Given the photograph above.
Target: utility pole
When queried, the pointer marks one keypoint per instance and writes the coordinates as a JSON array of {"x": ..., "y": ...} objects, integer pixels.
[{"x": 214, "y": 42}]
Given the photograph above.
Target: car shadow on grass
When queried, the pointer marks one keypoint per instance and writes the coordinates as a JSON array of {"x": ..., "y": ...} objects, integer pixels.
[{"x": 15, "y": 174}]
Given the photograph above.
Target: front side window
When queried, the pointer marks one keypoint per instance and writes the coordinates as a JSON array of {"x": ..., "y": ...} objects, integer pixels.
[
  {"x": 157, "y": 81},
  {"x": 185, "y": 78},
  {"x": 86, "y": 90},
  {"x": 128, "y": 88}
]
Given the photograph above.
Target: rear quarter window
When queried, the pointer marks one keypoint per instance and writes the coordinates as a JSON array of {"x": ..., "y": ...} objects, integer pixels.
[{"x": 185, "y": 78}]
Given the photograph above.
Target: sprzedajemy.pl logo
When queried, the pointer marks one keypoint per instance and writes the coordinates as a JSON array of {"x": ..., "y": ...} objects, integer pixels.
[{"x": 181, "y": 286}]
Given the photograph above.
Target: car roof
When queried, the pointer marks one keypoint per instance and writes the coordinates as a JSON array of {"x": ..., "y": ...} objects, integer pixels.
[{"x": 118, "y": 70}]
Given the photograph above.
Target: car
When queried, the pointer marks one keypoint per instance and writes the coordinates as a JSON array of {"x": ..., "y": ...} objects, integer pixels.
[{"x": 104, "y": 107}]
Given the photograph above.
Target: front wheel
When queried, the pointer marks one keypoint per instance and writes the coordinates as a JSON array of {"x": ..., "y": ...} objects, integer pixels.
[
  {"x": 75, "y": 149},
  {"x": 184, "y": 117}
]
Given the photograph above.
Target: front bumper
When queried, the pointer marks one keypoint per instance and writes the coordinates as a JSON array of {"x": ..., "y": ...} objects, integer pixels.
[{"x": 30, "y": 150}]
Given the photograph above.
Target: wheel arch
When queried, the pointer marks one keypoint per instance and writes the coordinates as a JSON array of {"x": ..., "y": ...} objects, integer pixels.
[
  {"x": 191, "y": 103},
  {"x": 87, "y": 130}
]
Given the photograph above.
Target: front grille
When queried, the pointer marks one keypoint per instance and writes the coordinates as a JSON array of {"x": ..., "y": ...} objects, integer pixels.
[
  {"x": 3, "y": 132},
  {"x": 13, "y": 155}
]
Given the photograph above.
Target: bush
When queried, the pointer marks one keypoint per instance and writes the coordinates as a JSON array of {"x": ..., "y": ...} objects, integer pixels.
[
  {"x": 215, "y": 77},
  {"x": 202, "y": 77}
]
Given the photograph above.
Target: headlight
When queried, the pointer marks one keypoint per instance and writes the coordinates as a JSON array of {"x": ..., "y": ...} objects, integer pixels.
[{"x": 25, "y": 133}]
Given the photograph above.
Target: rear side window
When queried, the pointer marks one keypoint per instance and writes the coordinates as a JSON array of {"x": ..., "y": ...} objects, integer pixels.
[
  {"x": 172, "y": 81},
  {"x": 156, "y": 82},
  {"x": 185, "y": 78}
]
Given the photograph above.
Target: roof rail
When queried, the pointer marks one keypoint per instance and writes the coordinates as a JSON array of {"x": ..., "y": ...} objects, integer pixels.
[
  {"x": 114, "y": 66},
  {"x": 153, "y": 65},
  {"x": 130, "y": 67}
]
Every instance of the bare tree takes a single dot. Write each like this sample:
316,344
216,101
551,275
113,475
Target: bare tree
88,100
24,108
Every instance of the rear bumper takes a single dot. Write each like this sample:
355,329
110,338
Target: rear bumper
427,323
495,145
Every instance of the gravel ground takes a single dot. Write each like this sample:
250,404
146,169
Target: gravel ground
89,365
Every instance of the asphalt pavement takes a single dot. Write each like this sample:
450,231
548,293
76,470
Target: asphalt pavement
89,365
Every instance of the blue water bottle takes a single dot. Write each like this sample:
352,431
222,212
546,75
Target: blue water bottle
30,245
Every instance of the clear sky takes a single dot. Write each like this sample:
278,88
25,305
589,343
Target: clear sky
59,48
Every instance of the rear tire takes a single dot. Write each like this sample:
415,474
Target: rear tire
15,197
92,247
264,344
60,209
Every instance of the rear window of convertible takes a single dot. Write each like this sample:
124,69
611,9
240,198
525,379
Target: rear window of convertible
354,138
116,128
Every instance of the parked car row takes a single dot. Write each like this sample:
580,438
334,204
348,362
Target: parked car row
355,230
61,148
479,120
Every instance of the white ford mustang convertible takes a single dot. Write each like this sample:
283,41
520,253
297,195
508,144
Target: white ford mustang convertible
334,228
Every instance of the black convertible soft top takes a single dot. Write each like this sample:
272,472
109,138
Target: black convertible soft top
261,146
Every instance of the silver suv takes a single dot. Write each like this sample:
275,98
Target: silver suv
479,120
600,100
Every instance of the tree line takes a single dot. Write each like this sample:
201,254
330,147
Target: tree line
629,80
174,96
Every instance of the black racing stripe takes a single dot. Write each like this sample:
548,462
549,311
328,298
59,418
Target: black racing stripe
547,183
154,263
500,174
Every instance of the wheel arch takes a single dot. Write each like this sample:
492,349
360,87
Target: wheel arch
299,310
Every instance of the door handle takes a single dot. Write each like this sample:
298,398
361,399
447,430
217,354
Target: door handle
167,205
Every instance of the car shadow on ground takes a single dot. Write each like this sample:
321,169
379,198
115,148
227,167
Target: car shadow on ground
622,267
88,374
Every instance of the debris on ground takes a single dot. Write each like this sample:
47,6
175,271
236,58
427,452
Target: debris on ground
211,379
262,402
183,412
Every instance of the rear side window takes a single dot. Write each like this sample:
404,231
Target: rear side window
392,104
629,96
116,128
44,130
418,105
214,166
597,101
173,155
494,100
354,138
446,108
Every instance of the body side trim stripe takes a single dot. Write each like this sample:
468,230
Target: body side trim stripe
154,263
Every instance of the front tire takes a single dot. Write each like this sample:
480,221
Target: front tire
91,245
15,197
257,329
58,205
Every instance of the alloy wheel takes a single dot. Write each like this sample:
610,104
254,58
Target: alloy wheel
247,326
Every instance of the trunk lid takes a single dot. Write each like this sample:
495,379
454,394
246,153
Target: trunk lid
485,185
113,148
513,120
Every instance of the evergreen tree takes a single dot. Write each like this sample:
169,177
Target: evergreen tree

What you are asked to do: Repeat every line of the listing without a single difference.

Result:
Given the photograph above.
Target: utility pole
When queried, the pointer marks one keypoint per instance and writes the coordinates as a JSON array of {"x": ..., "y": ...} objects, integer pixels.
[{"x": 214, "y": 42}]
Given the photograph above.
Target: car shadow on grass
When queried, the pointer marks one keypoint per instance and writes the coordinates as a JSON array of {"x": ..., "y": ...} objects, integer pixels.
[{"x": 15, "y": 174}]
Given the photograph above.
Target: front side window
When queried, the pointer marks one keypoint per instance and writes the coordinates as a JSON array of {"x": ..., "y": ...} objects, integer pixels.
[
  {"x": 157, "y": 81},
  {"x": 185, "y": 78},
  {"x": 86, "y": 90},
  {"x": 128, "y": 88}
]
Given the photograph above.
Target: rear quarter window
When queried, the pointer marks one keypoint per instance and writes the coordinates as a JSON array of {"x": ..., "y": ...} objects, integer pixels.
[{"x": 185, "y": 78}]
Given the photograph above.
Target: sprzedajemy.pl logo
When queried, the pointer marks one keypoint per instance and writes the coordinates as a JSON array of {"x": ..., "y": ...} objects, integer pixels.
[{"x": 181, "y": 286}]
Given the photograph above.
Target: car roof
When queried, the pointer marks one keypoint per instance and writes the coordinates as a JSON array of {"x": ..., "y": ...} objects, integer pixels.
[{"x": 118, "y": 70}]
Given the photograph above.
Target: car
When queried, the pointer marks one keypoint per instance and writes the coordinates as a JSON array of {"x": ..., "y": ...} objects, integer pixels.
[{"x": 104, "y": 107}]
Given the photograph above.
Target: front wheel
When queried, the pointer marks one keypoint per instance and writes the coordinates as a JSON array of {"x": ..., "y": ...} objects, integer pixels.
[
  {"x": 75, "y": 149},
  {"x": 184, "y": 117}
]
Given the photograph above.
Target: front bumper
When queried, the pointer marks one keypoint per instance and writes the coordinates as a JSON array of {"x": ..., "y": ...} objects, integer pixels.
[{"x": 30, "y": 150}]
Given the photograph above.
Target: wheel arch
When queried, the pointer marks one keypoint per instance and writes the coordinates as a JSON array of {"x": ..., "y": ...} objects, integer pixels.
[
  {"x": 191, "y": 103},
  {"x": 87, "y": 130}
]
Given the photograph above.
Target: front grille
When queried, the pointer marks one keypoint per instance and writes the coordinates as a JSON array of {"x": ..., "y": ...} objects, integer pixels.
[
  {"x": 3, "y": 132},
  {"x": 13, "y": 155}
]
Given the photograph above.
Target: bush
When queried, the pointer marks one keypoint per instance and writes the coordinates as a JSON array of {"x": ..., "y": ...} objects, integer pixels.
[
  {"x": 215, "y": 77},
  {"x": 202, "y": 77}
]
Given the photograph above.
Target: headlight
When queried, the pointer marks one keypoint per instance and writes the coordinates as a JSON array of {"x": ..., "y": ...} objects, integer pixels.
[{"x": 25, "y": 133}]
Given the photograph above.
Target: rear side window
When queried, the pointer marks one keypoint per instance and writes the coordinates as a JSON array of {"x": ..., "y": ...} objects, integer pixels.
[
  {"x": 172, "y": 81},
  {"x": 156, "y": 82},
  {"x": 185, "y": 78}
]
Given the photograph above.
Target: roof rail
When queried, the pointer marks one keypoint per instance and writes the coordinates as a JSON array of {"x": ..., "y": ...} objects, integer pixels.
[
  {"x": 114, "y": 66},
  {"x": 153, "y": 65},
  {"x": 130, "y": 67}
]
Every instance of the bare tree takes a single dot. Write each like this sample:
316,344
216,101
551,275
113,475
Target: bare tree
88,100
24,108
Every instance of the rear bumper takes a single dot. Write each like this sample:
355,329
110,338
Target: rear bumper
427,323
495,145
Every instance of the gravel ground takes a single dot. Write each like this sample:
250,404
146,169
Target: gravel ground
89,365
Every instance of the asphalt pavement takes a single dot. Write each like this sample:
450,231
548,293
76,470
Target: asphalt pavement
89,365
Every instance of the blue water bottle takes a single dot. Write each like this sample:
352,431
222,212
546,75
Target: blue water bottle
30,245
Every instance of the clear sky takes a single dot. Write each like this sample:
278,88
25,305
589,343
Target: clear sky
59,48
Every instance of the rear tire takes a single dot. Write each like this sample:
415,474
Target: rear tire
15,197
92,247
264,344
60,209
Every instance of the rear window of convertible takes a single dot. Write each like this sample:
124,69
611,9
240,198
525,379
Target: rear window of convertible
354,138
116,128
Every instance of the parked car row takes a single dot. Write each like this sample:
580,438
334,204
348,362
Target: parked car row
355,230
61,148
479,120
Every instance of the white ford mustang convertible takes a single dot. Write each like this sample:
283,41
520,253
297,195
508,144
Target: white ford mustang convertible
334,228
Every instance of the black convertible soft top takes a single dot. Write each like this sample:
272,472
109,138
Target: black convertible soft top
261,146
Every instance of the silver suv takes a single dot. Write each like this sample:
275,98
Target: silver suv
479,120
600,100
Every instance of the tree line takes a single dot. Write each like this sample:
201,254
330,147
Target: tree line
629,80
174,96
Every instance of the black racing stripe takes a single dot. Write each like this sample:
548,462
549,311
328,298
59,418
Target: black racing stripe
547,183
154,263
500,174
Every instance of the wheel arch takes a single dot. Write each like this sample:
492,349
360,87
Target: wheel arch
299,310
Every instance of the door handle takes a single dot. Write each like this sample:
298,398
361,399
447,430
217,354
Target: door handle
167,205
Every instance of the car shadow on ground takes a single dot. Write each like this sample:
321,169
379,198
115,148
227,167
Target: car shadow on ground
622,267
88,374
Every instance of the debris on ground takes a single dot. Write each like this sample:
47,6
175,271
236,58
427,452
Target: debris on ground
211,379
262,402
183,412
Every instance of the rear side window takes a single dot. Write each like this sample:
404,231
Target: rear side window
392,104
629,96
116,128
44,130
418,105
214,166
597,101
173,155
494,100
354,138
446,108
Every instance of the body side trim stripe takes a single dot. Write each like this sample:
468,230
Target: body side trim stripe
154,263
Every instance of the front tire takes a single dot. Write each like this sample:
480,221
Target: front tire
91,245
15,197
257,329
58,205
Every instance of the alloy wheel takes a single dot. Write each like this sample:
610,104
254,58
Target: alloy wheel
247,326
Every instance of the trunk lid takes a single dot. Write each like this sample:
495,379
454,394
246,153
Target: trunk lid
485,185
113,148
513,120
Every instance of the evergreen tree takes a single dot. Write each like this sample:
169,177
Target: evergreen tree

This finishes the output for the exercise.